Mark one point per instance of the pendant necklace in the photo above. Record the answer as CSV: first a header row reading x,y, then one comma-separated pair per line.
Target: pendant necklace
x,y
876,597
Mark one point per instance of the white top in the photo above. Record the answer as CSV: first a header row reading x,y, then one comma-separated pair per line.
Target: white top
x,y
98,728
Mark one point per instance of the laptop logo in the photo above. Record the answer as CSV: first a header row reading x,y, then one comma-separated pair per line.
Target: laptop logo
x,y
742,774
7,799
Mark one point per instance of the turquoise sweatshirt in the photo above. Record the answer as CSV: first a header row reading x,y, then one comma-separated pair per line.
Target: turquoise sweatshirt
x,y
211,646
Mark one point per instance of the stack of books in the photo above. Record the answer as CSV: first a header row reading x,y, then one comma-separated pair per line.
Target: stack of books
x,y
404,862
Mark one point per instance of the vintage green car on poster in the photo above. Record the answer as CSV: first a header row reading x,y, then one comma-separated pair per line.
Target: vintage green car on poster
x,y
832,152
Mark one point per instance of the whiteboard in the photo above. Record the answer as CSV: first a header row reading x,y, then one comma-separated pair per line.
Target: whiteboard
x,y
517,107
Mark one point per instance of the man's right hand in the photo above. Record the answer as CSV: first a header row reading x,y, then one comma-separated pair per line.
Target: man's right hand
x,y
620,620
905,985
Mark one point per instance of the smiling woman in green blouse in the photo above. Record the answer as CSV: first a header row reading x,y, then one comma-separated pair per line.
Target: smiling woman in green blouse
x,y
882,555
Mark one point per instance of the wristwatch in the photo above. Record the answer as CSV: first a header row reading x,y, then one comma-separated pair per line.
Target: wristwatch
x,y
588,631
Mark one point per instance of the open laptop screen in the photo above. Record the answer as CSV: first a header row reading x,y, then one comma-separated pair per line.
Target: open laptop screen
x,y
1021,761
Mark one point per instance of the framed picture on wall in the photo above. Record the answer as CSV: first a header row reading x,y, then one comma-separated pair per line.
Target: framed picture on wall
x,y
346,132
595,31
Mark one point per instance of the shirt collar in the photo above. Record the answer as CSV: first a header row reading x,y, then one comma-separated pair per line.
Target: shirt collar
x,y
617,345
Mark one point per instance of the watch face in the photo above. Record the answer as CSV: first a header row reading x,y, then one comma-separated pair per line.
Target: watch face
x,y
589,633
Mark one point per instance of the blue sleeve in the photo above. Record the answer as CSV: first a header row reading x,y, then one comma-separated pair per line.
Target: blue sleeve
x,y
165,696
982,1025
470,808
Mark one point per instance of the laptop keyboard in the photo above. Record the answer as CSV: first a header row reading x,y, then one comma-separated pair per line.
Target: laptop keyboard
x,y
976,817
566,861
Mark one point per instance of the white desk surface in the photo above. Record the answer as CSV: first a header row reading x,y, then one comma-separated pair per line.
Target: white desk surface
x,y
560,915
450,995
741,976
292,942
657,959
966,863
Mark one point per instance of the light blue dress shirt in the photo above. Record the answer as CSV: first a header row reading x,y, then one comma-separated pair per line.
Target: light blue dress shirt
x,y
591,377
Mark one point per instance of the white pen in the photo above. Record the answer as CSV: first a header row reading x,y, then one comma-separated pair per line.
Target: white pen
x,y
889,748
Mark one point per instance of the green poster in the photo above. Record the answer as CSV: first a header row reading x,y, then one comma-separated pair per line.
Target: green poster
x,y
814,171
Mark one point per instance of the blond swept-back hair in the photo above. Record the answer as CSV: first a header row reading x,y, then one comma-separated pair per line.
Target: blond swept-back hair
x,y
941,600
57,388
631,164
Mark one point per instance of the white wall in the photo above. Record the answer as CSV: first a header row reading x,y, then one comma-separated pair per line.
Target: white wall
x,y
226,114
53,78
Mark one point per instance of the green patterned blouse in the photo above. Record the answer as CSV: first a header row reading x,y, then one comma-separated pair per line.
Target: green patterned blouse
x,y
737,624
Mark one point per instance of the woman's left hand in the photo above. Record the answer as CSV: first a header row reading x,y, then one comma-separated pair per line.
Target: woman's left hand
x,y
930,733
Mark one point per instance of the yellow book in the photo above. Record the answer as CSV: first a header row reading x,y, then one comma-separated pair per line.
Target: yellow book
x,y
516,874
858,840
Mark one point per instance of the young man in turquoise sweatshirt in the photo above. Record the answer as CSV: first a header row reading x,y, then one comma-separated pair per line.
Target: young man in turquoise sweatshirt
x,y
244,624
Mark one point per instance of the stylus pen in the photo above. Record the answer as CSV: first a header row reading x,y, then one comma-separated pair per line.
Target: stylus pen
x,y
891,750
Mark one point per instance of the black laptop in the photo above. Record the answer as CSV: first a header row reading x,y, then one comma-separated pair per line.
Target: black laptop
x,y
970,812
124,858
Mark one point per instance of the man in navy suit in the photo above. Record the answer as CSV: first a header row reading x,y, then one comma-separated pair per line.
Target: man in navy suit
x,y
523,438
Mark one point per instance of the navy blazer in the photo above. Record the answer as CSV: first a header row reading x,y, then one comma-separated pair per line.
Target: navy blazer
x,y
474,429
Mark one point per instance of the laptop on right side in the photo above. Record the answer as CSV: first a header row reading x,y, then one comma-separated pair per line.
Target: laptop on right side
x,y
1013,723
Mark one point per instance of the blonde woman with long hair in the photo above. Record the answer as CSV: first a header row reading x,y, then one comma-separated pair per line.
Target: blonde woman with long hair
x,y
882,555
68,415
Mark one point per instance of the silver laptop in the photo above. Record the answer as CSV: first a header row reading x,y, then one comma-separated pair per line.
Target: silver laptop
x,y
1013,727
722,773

****

## Problem details
Swap every "Target" in the records above for "Item" and write the records out again, leaving everything else unchanged.

## Output of the exercise
Mark one point per instance of the pendant necklace in the photo above. Record the answer as CSV: first a header row reading x,y, then one comma-separated pair per line.
Item: pendant necklace
x,y
876,597
Mark one point per instance of the white top in the photo above. Record the answer as CSV: first a header row reading x,y, then one comma-separated pair per line.
Item: white top
x,y
98,728
Mark one point per instance of the laptop logo in the photo above. Record the answer as CSV: first a header row reading x,y, then one comma-separated pair per line.
Item: laptop logo
x,y
742,774
7,799
Mark one point per instance of the turquoise sweatshirt in the photo above. Record the answer as CSV: first a header row reading x,y, then one comma-separated pair per line.
Item: turquoise sweatshirt
x,y
211,646
Mark one point per instance of the stack of books in the photo above. Record the answer as CSV: first a header row reading x,y, then one comma-separated pair per line.
Item: stack of books
x,y
404,862
Mark one point per instance of the vintage green car on poster in the photo above. Record the answer as CSV: first a header row reading x,y, then one comma-separated pair per line.
Item: vintage green car on poster
x,y
832,152
Mark one point per instance of the whiteboard in the photo above. Record the answer as CSV: first a header row reading x,y, then one comma-separated pair per line.
Item: whiteboard
x,y
517,107
Mark one point per instance of the man's right hand in the photo above. Record the answer as CSV: first a header row reading x,y, then one comma-separated pair per line.
Item: man's right hand
x,y
620,620
905,985
Mark one point per instance of the smiling woman in green blouse in the photo above. Record the answer as CSV: first a header row reading x,y, then one comma-separated pair per line.
Item: smiling woman in green blouse
x,y
882,555
Mark one point per instance of the wristwatch in the photo above. Record the answer as CSV: first a header row reading x,y, then one comma-separated pair per line.
Item: wristwatch
x,y
588,631
Mark one point per instance of the open laptop screen in the photo above. Record the answer as CSV: first a header row reading x,y, then one comma-separated pair per line.
Item: open laptop screen
x,y
1021,761
Mark one point per instance of the framed picture on wall in the photo above. Record the answer as CSV: first a header row reading x,y, then one comma-separated pair per line.
Item: framed picture on wall
x,y
346,132
595,31
Mark one point per instance of the shirt collar in the photo above. Record the answer as CSV: first a header row reading x,y, then one comma-separated pair per line.
Item: shirt collar
x,y
617,345
Mark one point per instance of the watch face in the photo above. Record the answer as CSV: first a header row reading x,y, then one comma-separated pair per line.
Item: watch face
x,y
589,633
Mark one point per instance of the blue sleeve in the photo above. Record the answer as CSV: first a header row reading x,y, then one comma-separated pair per line.
Item: blue sleeve
x,y
165,696
982,1025
470,808
Mark one point per instance of the laptop keyboard in the photo above. Record the answer as CSV: first a header row reading x,y, then one comma-separated pair per line.
Item: laptop keyboard
x,y
976,817
566,861
Mark one point per instance of the white desk surface in the photo above. Record the answer as CSV: first a header row reading x,y, then one comma-separated pair per line.
Item: white desk surface
x,y
560,915
450,995
741,976
292,942
657,959
966,863
Mark one point per instance of the light blue dress shirt in the photo above. Record the answer as CSV: first a header row reading x,y, then one comma-separated pair per line.
Item: light blue dress shirt
x,y
591,377
Mark one point per instance of the white pen in the photo above. Record the answer as CSV: first a header row reading x,y, then one comma-separated pair per line.
Item: white pen
x,y
889,748
Mark one point per instance of the green poster in the photo above. Record the answer as CSV: first a header row reading x,y, then one comma-separated pair per line.
Item: green poster
x,y
814,171
Mark one point per instance of the blond swept-back hair in the photo above. Record the answer as CSV: first a header row reading x,y, then one comma-separated pair per line.
Item: blond swept-back hair
x,y
941,600
57,388
631,164
Mark one point per instance of the white wall in the photo above. Record the answer as CSV: first a header row reading x,y, then one comma-separated pair per line.
Item: white wall
x,y
226,114
53,78
Mark one point per instance of the green patterned blouse in the photo above. Record the answer as CSV: first a header row reading x,y, then one comma-separated pair per line.
Item: green patterned blouse
x,y
737,624
Mark one point per instance of the woman's left hand in the photo above. Record the answer as CSV: first a header row reading x,y, then one comma-separated pair per line.
Item: woman's left hand
x,y
930,733
Mark one point per instance of the yellow book in the photo above. Record the answer as CSV: first a header row reading x,y, then one comma-separated pair per line.
Item: yellow book
x,y
516,874
858,840
Mark one point per instance of the young man in turquoise sweatshirt in the photo above. Record the answer as CSV: first a header row reading x,y, then one comma-separated pair per line.
Item: young man in turquoise sweatshirt
x,y
244,624
Mark one point per instance of the stylus pen in the photo above. Record the answer as CSV: first a header row reading x,y, then one comma-separated pair per line.
Item: stylus pen
x,y
891,750
Mark one point per instance of the black laptop in the photo above. Record the answer as CSV: first a header row reading x,y, then one comma-separated pair per line.
Item: black laptop
x,y
970,812
124,858
Mark one point per instance of the man in navy suit in the photo above. Record the answer as CSV: first a header row reading x,y, then one comma-separated pair per line.
Item: man in navy suit
x,y
523,438
Mark one point per instance of the navy blazer in the photo above. Record the answer as CSV: first a header row reading x,y, then one comma-separated pair per line.
Item: navy blazer
x,y
474,429
Mark one point per instance of the laptop on right side in the photo above. Record the answer as CSV: first a header row reading x,y, then one comma-separated pair per line.
Item: laptop on right side
x,y
1013,723
Mark one point per instance of the blonde woman with long hair in the photo above. Record the answer as CSV: first a header row reading x,y, then one comma-separated pair per line.
Item: blonde woman with long hair
x,y
882,555
68,415
Mark one point per instance of the silver laptop in the photo above. Record the answer as CSV: first a header row reading x,y, then one comma-separated pair per line.
Item: silver laptop
x,y
1013,727
722,773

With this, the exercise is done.